** Document **
┌──

Pushmaotee Fowdur Subrun was born in 1949 in Mauritius. She pursued higher studies in Delhi University where she graduated in English. For the past forty-four years she has worked in secondary schools, seven years of which she spent in Masvingo, Zimbabwe, teaching English in an army school. She completed her PGCE at the Mauritius Institute of Education in 1993. After her retirement, she was a member of the Council of the University of Mauritius for three years. She is currently a reader and editor in the Ministry of Arts and Culture. She has written one novel, one play and Short Stories and Fables. Her poems have featured in Setu Magazine, ‘Poetry and Creativity’ and in Atunis Poetry.

6 thoughts on “A Poet’s Tranquillity in Fragrant Realms

  1. Amita Paul

    Poetic ecstasy suffuses this poem about the beauty of a garden adorned with the dainty and fragrant jasmine among other delights.

    Reply
    1. Pushmaotee Subrun Post author

      I have a jasmine plant at home and the fragrance when it blooms at night is so very sweet… hence the inspiration for this poem!

      Reply
    2. Amita Paul

      Once again , I’m tempted to quote Keats who talks about the “ soft incense “ in a twilight garden , with the fragrance of the flowers giving a clue about their identity:

      I cannot see what flowers are at my feet,
      Nor what soft incense hangs upon the boughs,
      But, in embalmed darkness, guess each sweet
      Wherewith the seasonable month endows
      The grass, the thicket, and the fruit-tree wild;
      White hawthorn, and the pastoral eglantine;
      Fast fading violets cover’d up in leaves;
      And mid-May’s eldest child,
      The coming musk-rose, full of dewy wine,
      The murmurous haunt of flies on summer eves.

└──

** Job **
Extract the passage of the poet's page between "I cannot see" and "on summer eves.", inclusive. The listing after this point comes from an unrelated source.

** Data provided **

┌──

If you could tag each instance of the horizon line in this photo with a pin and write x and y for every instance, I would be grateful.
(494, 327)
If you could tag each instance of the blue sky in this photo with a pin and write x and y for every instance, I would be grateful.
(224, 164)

└──

** Task answer **
I cannot see what flowers are at my feet,
      Nor what soft incense hangs upon the boughs,
      But, in embalmed darkness, guess each sweet
      Wherewith the seasonable month endows
      The grass, the thicket, and the fruit-tree wild;
      White hawthorn, and the pastoral eglantine;
      Fast fading violets cover’d up in leaves;
      And mid-May’s eldest child,
      The coming musk-rose, full of dewy wine,
      The murmurous haunt of flies on summer eves.